**About this exercise:** Below are the records. Reproduce the line that contains "Can you see the shirt" and every line after it to the end, exactly and alone.

_ _ _

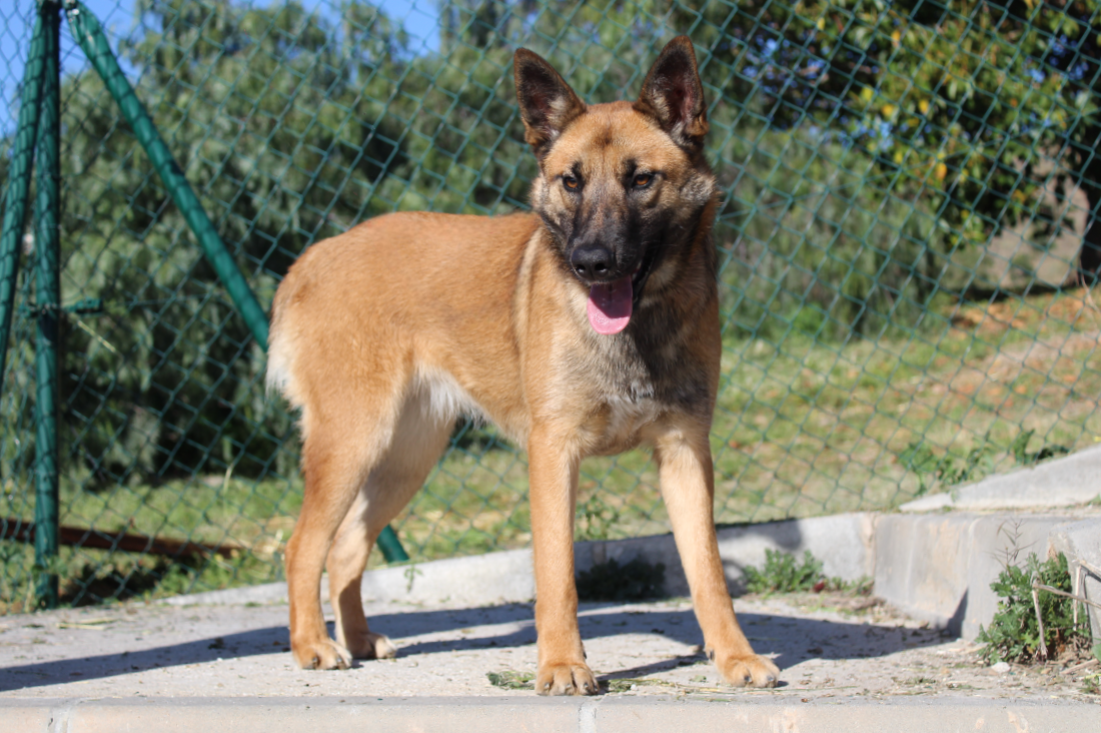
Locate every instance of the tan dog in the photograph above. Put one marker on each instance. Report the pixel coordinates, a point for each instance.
(585, 329)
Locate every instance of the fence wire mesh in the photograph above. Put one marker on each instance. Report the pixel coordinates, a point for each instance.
(905, 237)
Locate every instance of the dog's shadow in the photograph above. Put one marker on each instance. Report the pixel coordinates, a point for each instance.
(788, 639)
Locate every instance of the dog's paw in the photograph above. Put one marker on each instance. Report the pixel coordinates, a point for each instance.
(752, 670)
(566, 679)
(325, 654)
(371, 646)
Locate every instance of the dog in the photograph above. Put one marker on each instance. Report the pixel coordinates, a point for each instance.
(586, 328)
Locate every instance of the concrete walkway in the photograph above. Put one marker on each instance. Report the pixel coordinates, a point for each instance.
(227, 667)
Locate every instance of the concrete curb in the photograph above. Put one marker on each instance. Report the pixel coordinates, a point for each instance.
(1067, 481)
(544, 714)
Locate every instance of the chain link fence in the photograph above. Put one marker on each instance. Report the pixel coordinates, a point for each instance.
(905, 239)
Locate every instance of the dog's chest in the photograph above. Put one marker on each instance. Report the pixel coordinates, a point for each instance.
(630, 389)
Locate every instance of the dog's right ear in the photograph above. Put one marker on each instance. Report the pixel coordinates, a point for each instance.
(547, 105)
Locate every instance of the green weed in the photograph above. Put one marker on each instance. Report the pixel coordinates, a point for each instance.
(512, 680)
(1014, 633)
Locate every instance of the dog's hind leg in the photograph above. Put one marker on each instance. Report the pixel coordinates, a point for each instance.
(420, 438)
(347, 436)
(684, 458)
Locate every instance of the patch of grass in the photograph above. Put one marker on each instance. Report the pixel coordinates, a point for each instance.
(636, 580)
(783, 573)
(1014, 633)
(512, 680)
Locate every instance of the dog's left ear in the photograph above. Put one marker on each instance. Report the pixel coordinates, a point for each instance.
(673, 95)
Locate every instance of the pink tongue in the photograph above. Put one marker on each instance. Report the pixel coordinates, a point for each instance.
(610, 306)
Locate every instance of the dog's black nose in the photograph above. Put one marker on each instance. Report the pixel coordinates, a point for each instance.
(592, 262)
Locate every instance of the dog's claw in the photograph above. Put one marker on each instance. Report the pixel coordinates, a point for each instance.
(566, 679)
(324, 654)
(749, 671)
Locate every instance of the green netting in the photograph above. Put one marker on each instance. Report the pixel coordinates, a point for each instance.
(905, 237)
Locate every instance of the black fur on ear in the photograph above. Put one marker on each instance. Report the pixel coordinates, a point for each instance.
(673, 95)
(547, 105)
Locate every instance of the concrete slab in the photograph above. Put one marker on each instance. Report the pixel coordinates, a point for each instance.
(565, 715)
(1068, 481)
(827, 646)
(938, 568)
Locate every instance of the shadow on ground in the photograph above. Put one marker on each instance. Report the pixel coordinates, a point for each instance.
(791, 639)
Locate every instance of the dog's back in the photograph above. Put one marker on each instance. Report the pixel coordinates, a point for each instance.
(387, 297)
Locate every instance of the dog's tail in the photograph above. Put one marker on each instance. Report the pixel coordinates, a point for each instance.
(280, 376)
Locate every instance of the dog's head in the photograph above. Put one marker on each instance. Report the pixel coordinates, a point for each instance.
(621, 184)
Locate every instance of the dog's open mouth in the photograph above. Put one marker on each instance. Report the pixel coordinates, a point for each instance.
(611, 304)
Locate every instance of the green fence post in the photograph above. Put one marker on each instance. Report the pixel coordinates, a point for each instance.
(47, 305)
(89, 34)
(19, 187)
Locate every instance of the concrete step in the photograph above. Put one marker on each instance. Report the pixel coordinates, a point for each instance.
(543, 714)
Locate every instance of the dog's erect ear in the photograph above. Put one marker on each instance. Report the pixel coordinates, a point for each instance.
(546, 102)
(673, 95)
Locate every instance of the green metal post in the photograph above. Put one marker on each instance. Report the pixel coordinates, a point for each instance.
(19, 186)
(89, 34)
(47, 302)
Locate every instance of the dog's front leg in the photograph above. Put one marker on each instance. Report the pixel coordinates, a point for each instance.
(684, 459)
(553, 478)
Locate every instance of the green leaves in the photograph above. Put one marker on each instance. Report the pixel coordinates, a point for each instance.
(1013, 634)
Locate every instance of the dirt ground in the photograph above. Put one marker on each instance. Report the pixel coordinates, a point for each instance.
(827, 645)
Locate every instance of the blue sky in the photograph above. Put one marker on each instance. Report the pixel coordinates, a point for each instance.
(420, 19)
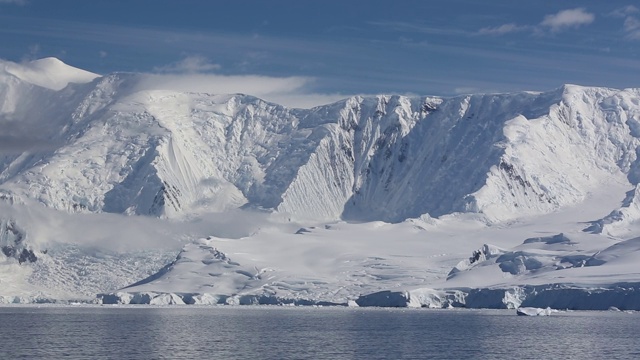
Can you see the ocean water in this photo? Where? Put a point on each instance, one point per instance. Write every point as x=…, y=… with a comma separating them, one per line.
x=93, y=332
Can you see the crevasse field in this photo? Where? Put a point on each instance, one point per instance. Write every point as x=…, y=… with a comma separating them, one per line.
x=132, y=188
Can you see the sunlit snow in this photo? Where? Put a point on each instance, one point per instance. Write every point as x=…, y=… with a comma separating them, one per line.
x=115, y=192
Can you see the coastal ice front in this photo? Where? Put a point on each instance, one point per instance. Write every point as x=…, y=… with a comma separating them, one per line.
x=115, y=192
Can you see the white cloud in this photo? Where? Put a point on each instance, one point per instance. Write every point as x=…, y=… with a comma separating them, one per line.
x=502, y=29
x=567, y=19
x=190, y=65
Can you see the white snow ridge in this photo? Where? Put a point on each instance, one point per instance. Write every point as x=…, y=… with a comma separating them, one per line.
x=114, y=193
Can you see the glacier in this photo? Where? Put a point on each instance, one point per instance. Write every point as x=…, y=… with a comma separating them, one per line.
x=115, y=192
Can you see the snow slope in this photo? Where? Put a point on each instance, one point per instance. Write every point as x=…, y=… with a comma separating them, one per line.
x=368, y=194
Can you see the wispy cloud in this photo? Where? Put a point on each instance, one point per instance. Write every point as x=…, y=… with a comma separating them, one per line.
x=624, y=11
x=560, y=21
x=398, y=26
x=570, y=18
x=631, y=25
x=190, y=65
x=503, y=29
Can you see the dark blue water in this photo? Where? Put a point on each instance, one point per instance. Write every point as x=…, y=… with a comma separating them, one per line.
x=311, y=333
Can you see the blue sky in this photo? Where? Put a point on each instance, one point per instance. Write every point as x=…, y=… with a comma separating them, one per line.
x=341, y=47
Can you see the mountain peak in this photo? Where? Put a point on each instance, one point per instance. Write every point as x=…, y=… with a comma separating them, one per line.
x=50, y=73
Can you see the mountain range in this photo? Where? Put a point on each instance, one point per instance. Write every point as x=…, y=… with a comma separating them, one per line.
x=377, y=186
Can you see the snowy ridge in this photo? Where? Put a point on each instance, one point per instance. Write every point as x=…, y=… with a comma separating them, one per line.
x=385, y=158
x=366, y=201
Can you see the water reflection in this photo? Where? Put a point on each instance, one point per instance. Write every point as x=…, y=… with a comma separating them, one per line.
x=308, y=333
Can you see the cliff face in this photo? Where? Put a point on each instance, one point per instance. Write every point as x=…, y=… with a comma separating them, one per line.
x=105, y=147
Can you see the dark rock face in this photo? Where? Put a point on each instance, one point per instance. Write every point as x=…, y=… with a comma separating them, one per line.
x=12, y=241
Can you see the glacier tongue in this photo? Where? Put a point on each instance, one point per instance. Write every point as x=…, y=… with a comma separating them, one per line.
x=438, y=169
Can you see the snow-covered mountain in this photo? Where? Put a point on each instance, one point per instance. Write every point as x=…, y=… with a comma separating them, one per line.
x=90, y=145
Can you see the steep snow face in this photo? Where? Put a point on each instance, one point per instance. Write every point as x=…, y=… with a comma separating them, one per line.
x=111, y=148
x=584, y=142
x=49, y=73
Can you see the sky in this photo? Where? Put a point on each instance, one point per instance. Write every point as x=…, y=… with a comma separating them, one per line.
x=317, y=51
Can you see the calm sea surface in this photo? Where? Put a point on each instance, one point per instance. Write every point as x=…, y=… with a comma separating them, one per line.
x=30, y=332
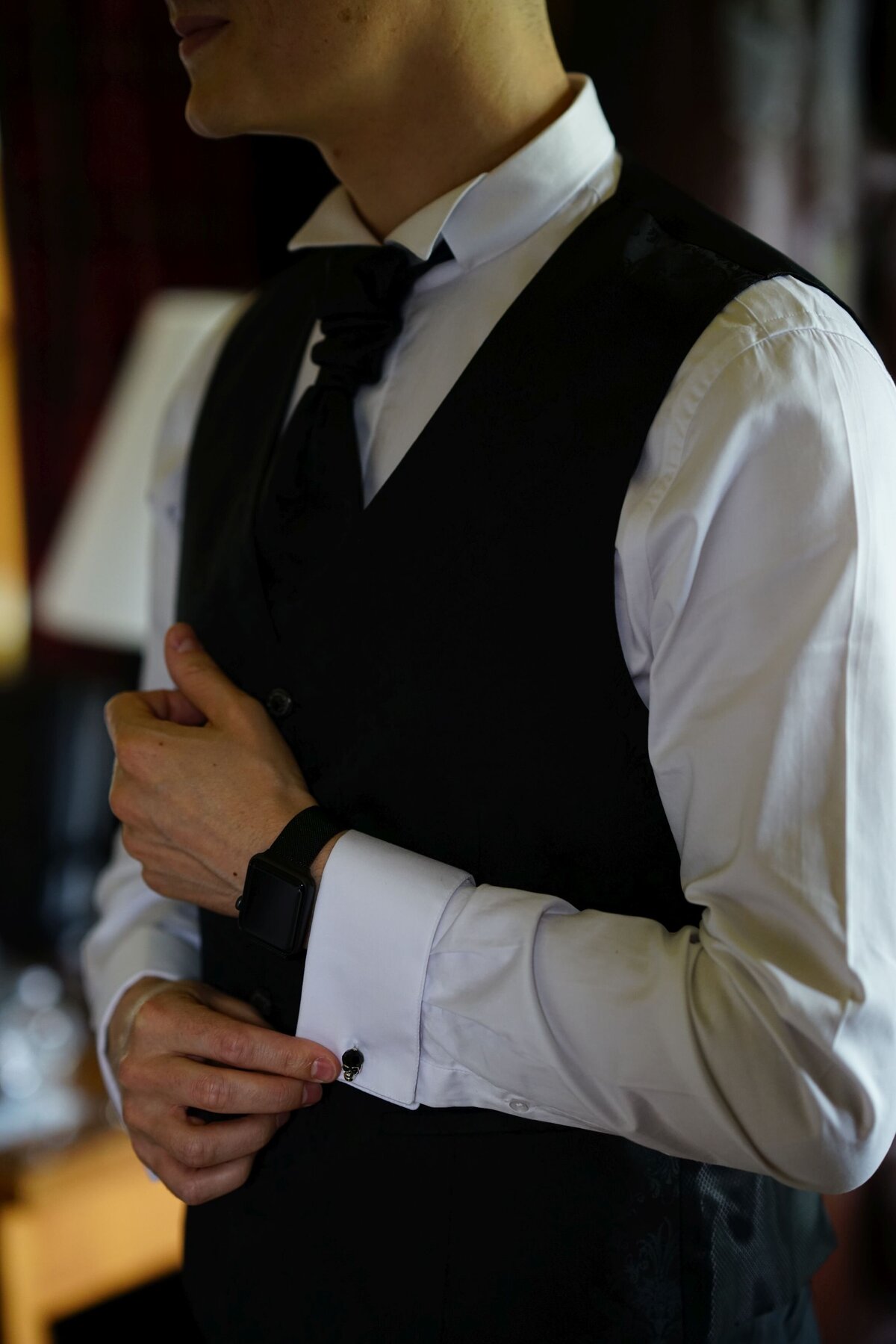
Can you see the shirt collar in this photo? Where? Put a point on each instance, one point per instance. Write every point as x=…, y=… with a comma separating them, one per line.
x=492, y=213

_ _ _

**Task output:**
Can you see the shirt collar in this photo? Where? Put a point on each instance, one point per instance. Write every point as x=…, y=… with a comma separating them, one per line.
x=492, y=213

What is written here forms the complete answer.